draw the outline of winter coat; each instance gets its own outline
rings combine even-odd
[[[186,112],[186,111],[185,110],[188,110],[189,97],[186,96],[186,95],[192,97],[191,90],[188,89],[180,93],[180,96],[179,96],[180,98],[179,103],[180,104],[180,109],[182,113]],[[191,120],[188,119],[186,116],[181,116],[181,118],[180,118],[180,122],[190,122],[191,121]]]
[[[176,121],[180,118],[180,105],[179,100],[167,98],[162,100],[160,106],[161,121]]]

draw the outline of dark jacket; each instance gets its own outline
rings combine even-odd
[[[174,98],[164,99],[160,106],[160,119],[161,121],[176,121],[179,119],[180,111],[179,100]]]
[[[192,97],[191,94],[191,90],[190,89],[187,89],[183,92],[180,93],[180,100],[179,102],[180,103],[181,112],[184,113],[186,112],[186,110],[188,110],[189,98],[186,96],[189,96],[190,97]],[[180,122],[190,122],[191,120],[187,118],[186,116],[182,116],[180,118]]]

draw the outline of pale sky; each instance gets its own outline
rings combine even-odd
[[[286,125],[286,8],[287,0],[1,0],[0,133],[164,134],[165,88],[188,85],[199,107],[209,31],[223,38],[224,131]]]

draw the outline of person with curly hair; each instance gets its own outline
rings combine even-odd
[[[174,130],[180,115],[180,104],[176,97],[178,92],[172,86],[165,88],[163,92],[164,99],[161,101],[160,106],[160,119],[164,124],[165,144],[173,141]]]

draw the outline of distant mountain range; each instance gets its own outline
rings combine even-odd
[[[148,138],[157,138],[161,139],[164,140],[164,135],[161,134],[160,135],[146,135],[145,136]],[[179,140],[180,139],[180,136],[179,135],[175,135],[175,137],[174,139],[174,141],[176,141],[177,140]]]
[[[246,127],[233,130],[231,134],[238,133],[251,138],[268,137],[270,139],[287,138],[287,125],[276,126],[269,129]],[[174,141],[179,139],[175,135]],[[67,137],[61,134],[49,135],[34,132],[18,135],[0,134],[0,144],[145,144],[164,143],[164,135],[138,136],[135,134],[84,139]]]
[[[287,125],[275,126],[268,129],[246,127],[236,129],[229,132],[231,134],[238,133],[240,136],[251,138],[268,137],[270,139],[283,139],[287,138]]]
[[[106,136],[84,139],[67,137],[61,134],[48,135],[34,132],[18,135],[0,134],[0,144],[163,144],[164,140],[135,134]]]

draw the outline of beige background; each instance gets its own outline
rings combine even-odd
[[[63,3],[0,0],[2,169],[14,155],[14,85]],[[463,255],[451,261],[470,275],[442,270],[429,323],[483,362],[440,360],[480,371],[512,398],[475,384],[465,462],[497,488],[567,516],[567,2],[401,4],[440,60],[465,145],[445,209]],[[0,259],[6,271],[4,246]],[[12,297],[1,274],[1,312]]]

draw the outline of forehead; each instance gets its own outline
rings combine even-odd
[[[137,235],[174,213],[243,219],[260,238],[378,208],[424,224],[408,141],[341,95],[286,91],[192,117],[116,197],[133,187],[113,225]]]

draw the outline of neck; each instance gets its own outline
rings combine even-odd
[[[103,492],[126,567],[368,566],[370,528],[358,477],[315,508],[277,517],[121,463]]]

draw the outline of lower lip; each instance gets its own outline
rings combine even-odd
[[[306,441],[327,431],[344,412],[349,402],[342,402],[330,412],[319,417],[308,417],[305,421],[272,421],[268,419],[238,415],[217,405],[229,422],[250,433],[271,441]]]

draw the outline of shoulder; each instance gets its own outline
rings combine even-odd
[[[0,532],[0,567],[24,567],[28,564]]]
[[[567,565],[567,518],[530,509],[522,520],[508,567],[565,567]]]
|---|
Problem requirements
Rewrite the listing above, replacing "instance" with "item" everywhere it appears and keeping everything else the same.

Answer to this task
draw the outline of winter coat; each item gets its own outline
rings combine even-odd
[[[186,112],[186,111],[185,110],[188,110],[189,97],[186,96],[186,95],[192,97],[191,90],[188,89],[180,93],[180,96],[179,96],[180,98],[179,103],[180,104],[180,109],[182,113]],[[191,120],[188,119],[186,116],[181,116],[181,118],[180,118],[180,122],[190,122],[191,121]]]
[[[176,121],[180,118],[180,105],[179,100],[167,98],[162,100],[160,106],[161,121]]]

draw the outline of dark jacket; each item gets its own outline
rings combine even-odd
[[[174,98],[164,99],[160,106],[160,119],[161,121],[176,121],[179,119],[180,111],[179,100]]]
[[[192,97],[191,94],[191,90],[190,89],[187,89],[183,92],[180,93],[180,100],[179,102],[180,103],[181,112],[184,113],[186,112],[186,110],[188,110],[189,98],[186,96],[189,96],[190,97]],[[180,122],[190,122],[191,120],[187,118],[186,116],[182,116],[180,118]]]

draw the outline of pale sky; each item gets its own outline
rings combine even-odd
[[[286,125],[286,8],[287,0],[1,0],[0,133],[164,134],[165,88],[188,85],[199,107],[209,31],[223,38],[224,131]]]

draw the outline of person with curly hair; each item gets its own outline
rings combine even-odd
[[[174,130],[180,115],[180,104],[176,97],[178,92],[172,86],[165,88],[163,92],[164,99],[161,101],[160,106],[160,119],[164,124],[165,144],[173,141]]]

draw the outline of distant mountain range; each item gets its own outline
rings combine even-odd
[[[148,138],[157,138],[161,139],[164,140],[164,135],[161,134],[160,135],[146,135],[145,136]],[[179,140],[180,139],[180,136],[179,135],[175,135],[175,137],[174,139],[174,141],[176,141],[177,140]]]
[[[246,127],[233,130],[231,134],[238,133],[251,138],[268,137],[270,139],[287,138],[287,125],[276,126],[269,129]],[[174,141],[179,139],[175,135]],[[67,137],[61,134],[49,135],[34,132],[18,135],[0,134],[0,144],[145,144],[164,143],[164,135],[138,136],[135,134],[84,139]]]
[[[287,125],[275,126],[268,129],[246,127],[236,129],[229,132],[231,134],[238,133],[240,136],[251,138],[268,137],[270,139],[283,139],[287,138]]]
[[[106,136],[84,139],[67,137],[61,134],[48,135],[34,132],[18,135],[0,134],[0,144],[163,144],[164,140],[135,134]]]

draw the outline of beige background; each item gets its own outline
rings combine even-odd
[[[63,3],[0,0],[2,169],[14,155],[14,85]],[[463,255],[451,261],[470,275],[442,270],[429,323],[483,362],[440,360],[480,371],[512,398],[475,384],[465,462],[497,488],[567,516],[567,2],[401,4],[440,60],[465,145],[445,209]],[[0,259],[6,271],[4,246]],[[12,297],[1,274],[1,312]]]

draw the outline of forehead; each item gets its own outline
rings combine even-odd
[[[137,235],[174,213],[243,219],[260,238],[378,208],[424,224],[408,141],[341,95],[286,91],[192,117],[116,197],[133,187],[113,225]]]

draw the outline of neck; each item gets its own outline
rings combine even-odd
[[[103,492],[126,567],[368,566],[370,528],[358,477],[315,508],[277,517],[121,463]]]

draw the outline of lower lip; each item gets its own outline
rings combine even-odd
[[[306,441],[327,431],[344,412],[349,402],[342,402],[330,412],[319,417],[308,417],[305,421],[272,421],[268,419],[238,415],[217,405],[229,422],[250,433],[271,441]]]

draw the outline of shoulder; each item gets its own outline
rings combine even-odd
[[[0,532],[0,567],[24,567],[28,564]]]
[[[567,565],[567,518],[530,509],[522,520],[508,567],[565,567]]]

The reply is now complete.